Records excerpted from a collection
■ ■ ■

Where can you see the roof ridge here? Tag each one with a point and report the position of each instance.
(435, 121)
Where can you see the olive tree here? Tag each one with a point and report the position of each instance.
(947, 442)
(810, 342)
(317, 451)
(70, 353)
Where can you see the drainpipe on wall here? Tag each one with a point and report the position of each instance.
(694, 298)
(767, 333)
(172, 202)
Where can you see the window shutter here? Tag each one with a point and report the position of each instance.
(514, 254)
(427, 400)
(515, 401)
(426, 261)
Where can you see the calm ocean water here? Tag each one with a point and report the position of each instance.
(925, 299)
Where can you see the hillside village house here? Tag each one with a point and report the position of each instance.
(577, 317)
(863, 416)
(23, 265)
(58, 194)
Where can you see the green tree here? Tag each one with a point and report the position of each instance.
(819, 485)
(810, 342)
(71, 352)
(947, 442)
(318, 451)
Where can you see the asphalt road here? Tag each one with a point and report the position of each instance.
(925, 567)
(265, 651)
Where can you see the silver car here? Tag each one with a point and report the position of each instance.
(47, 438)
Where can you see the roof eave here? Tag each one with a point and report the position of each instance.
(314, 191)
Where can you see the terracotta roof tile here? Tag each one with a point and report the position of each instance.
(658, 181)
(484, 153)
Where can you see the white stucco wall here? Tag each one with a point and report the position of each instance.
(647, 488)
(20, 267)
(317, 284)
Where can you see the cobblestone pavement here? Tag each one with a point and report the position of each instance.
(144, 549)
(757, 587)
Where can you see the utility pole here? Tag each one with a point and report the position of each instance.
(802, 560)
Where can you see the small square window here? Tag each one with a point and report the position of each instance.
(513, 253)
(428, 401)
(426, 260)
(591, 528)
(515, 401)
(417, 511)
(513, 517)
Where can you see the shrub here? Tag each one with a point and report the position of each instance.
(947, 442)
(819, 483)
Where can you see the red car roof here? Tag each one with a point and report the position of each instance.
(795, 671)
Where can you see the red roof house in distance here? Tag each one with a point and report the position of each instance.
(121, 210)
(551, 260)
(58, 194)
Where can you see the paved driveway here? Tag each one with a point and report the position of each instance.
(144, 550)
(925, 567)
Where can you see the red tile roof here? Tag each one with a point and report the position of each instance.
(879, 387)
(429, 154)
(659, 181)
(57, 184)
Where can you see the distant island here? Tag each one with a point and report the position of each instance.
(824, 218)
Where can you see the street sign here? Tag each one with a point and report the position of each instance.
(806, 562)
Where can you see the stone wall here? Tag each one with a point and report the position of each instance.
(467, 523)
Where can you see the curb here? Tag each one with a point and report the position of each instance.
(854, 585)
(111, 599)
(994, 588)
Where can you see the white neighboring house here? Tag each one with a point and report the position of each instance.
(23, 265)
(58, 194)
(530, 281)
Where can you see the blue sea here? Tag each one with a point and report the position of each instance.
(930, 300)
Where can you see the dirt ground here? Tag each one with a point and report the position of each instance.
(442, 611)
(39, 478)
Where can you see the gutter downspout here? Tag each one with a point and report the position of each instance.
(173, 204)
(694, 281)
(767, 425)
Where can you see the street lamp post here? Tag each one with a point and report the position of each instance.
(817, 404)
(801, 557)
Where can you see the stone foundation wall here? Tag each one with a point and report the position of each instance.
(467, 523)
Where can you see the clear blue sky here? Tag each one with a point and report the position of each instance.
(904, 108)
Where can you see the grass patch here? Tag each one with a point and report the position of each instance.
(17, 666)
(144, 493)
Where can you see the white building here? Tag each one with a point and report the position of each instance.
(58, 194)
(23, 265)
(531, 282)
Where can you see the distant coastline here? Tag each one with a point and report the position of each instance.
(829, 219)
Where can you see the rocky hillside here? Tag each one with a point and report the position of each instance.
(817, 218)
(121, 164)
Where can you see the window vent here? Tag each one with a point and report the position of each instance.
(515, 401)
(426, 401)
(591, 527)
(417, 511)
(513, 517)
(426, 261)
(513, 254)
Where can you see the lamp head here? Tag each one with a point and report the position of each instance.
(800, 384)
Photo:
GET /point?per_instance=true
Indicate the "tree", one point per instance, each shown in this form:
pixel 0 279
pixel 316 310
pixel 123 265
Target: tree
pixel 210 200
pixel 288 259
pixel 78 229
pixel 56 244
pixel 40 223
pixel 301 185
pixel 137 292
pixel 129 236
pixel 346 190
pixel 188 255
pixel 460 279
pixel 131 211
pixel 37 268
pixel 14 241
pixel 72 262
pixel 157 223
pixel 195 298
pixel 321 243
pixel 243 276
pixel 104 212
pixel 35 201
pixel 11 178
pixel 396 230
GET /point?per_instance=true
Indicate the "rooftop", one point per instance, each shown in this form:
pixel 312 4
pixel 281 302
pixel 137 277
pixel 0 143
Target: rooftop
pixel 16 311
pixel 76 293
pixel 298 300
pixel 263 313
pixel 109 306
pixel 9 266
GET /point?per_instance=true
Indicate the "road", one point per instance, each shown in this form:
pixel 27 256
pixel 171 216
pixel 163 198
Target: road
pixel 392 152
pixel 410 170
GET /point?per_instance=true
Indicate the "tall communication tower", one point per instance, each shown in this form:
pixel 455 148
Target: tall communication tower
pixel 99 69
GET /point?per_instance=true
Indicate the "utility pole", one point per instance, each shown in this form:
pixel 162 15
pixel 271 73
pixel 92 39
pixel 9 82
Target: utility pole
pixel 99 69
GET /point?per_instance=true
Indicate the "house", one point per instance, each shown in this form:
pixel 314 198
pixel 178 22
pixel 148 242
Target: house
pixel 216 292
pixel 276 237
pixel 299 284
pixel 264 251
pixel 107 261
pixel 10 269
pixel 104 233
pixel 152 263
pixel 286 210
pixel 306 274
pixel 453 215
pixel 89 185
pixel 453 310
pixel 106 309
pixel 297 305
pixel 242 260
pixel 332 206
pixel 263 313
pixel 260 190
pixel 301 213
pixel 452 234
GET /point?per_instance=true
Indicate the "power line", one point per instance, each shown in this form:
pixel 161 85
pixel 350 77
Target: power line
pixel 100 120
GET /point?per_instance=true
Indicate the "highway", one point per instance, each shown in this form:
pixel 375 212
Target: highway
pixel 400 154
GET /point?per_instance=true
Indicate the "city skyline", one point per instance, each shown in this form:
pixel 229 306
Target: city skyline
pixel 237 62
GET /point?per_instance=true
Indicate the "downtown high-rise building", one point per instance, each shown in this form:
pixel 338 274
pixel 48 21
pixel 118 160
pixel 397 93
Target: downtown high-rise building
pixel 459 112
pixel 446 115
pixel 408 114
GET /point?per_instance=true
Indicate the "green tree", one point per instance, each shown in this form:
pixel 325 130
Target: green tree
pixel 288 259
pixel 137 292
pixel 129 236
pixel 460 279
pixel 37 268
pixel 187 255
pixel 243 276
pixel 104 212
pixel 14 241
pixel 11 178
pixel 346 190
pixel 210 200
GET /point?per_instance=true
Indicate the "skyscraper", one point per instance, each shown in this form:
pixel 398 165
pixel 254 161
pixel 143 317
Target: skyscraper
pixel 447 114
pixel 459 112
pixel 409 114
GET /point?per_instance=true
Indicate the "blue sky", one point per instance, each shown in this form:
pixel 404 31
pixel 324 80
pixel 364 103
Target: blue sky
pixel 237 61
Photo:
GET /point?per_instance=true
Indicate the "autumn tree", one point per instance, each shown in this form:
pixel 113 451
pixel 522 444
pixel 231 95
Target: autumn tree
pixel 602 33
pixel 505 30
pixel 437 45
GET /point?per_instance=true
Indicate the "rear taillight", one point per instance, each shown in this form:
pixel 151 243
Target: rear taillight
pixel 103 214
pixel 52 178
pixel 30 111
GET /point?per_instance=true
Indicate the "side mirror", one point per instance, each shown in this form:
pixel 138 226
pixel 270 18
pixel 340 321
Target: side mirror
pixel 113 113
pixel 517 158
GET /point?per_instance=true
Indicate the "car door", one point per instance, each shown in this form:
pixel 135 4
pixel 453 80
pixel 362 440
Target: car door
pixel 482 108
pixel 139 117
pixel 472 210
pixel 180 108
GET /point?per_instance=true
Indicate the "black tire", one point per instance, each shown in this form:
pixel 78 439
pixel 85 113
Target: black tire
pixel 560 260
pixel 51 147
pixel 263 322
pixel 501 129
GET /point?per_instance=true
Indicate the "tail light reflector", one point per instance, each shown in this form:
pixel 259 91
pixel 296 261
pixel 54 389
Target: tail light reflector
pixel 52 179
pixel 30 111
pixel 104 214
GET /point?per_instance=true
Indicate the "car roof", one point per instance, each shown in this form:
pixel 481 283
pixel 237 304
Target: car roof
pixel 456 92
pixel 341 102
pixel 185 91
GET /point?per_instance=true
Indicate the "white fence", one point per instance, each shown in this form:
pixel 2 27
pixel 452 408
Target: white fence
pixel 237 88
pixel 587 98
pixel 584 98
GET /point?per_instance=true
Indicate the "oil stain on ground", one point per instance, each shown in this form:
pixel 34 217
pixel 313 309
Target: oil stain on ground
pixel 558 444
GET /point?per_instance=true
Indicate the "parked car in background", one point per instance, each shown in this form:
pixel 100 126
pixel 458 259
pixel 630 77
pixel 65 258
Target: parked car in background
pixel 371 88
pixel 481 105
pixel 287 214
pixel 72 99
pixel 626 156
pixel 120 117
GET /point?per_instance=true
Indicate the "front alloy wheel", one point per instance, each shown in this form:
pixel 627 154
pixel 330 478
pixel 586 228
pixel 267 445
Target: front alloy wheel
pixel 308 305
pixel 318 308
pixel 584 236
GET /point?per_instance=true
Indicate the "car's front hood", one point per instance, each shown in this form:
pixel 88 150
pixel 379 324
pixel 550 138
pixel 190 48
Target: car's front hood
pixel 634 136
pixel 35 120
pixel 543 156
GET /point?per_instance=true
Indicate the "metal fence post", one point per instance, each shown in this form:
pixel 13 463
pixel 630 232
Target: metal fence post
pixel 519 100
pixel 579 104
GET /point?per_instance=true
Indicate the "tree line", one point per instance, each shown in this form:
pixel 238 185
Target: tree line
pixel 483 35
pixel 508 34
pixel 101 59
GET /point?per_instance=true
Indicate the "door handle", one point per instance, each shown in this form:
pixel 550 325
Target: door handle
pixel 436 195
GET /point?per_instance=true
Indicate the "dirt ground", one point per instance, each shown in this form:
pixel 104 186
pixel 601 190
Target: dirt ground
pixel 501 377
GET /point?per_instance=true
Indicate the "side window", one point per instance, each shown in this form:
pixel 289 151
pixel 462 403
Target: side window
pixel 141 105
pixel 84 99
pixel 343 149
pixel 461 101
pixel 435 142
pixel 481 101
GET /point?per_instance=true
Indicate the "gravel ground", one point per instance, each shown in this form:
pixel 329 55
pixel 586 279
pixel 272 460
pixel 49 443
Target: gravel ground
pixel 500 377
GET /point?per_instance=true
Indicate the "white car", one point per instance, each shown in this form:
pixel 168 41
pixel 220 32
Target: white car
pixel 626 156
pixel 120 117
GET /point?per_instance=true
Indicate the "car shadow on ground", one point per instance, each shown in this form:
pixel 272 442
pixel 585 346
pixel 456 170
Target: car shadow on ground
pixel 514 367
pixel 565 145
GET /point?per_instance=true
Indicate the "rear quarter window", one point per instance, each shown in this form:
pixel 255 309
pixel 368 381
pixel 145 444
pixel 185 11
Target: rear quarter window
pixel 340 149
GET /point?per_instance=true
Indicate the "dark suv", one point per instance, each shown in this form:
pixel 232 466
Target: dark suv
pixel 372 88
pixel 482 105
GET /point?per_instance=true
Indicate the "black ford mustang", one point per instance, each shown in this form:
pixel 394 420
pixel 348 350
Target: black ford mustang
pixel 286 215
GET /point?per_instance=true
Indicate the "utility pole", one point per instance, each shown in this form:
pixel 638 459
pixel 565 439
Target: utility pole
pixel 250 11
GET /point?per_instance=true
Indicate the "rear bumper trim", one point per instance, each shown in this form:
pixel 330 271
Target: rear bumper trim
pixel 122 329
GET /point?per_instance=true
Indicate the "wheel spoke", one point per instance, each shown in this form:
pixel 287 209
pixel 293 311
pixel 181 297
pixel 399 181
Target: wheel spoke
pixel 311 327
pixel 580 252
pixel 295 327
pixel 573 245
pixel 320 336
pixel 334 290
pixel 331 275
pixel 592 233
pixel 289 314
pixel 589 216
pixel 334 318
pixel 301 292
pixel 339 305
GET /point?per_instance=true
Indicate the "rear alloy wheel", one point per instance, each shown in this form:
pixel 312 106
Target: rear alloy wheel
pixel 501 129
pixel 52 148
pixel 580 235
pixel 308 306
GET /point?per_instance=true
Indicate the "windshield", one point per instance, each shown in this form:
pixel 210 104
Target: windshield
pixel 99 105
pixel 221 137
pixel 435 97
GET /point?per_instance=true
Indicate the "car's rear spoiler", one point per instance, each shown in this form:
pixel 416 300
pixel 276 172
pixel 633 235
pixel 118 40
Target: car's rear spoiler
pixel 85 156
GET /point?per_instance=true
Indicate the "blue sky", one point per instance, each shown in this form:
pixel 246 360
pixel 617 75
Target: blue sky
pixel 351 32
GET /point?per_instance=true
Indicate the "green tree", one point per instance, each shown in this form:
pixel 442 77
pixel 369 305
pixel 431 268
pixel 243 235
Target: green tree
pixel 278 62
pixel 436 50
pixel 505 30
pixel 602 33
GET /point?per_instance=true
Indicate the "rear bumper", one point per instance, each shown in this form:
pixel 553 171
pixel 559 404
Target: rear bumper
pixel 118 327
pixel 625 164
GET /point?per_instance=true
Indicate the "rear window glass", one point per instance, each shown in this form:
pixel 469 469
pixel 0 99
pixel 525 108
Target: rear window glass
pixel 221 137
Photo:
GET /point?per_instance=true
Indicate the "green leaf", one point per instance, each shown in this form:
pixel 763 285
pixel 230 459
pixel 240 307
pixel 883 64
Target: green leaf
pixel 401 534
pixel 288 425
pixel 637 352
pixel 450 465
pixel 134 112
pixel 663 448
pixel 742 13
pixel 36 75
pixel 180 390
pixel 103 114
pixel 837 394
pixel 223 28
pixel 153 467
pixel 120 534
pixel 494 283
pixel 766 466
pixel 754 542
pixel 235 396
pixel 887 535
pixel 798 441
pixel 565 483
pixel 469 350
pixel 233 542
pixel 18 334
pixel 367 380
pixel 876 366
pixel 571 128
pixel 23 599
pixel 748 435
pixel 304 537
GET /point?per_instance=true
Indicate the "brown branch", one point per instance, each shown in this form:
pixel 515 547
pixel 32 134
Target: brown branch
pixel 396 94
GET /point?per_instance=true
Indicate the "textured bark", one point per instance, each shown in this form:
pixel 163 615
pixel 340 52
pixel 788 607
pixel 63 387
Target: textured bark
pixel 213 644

■ ■ ■

Retype only the lines above between the line with "pixel 92 39" and the line with "pixel 148 242", counting those two lines as well, and keep every character as it is.

### Response to this exercise
pixel 92 39
pixel 9 82
Target: utility pole
pixel 99 69
GET /point?per_instance=true
Indicate the "house", one point per instance, each shown in this form:
pixel 314 198
pixel 178 22
pixel 148 242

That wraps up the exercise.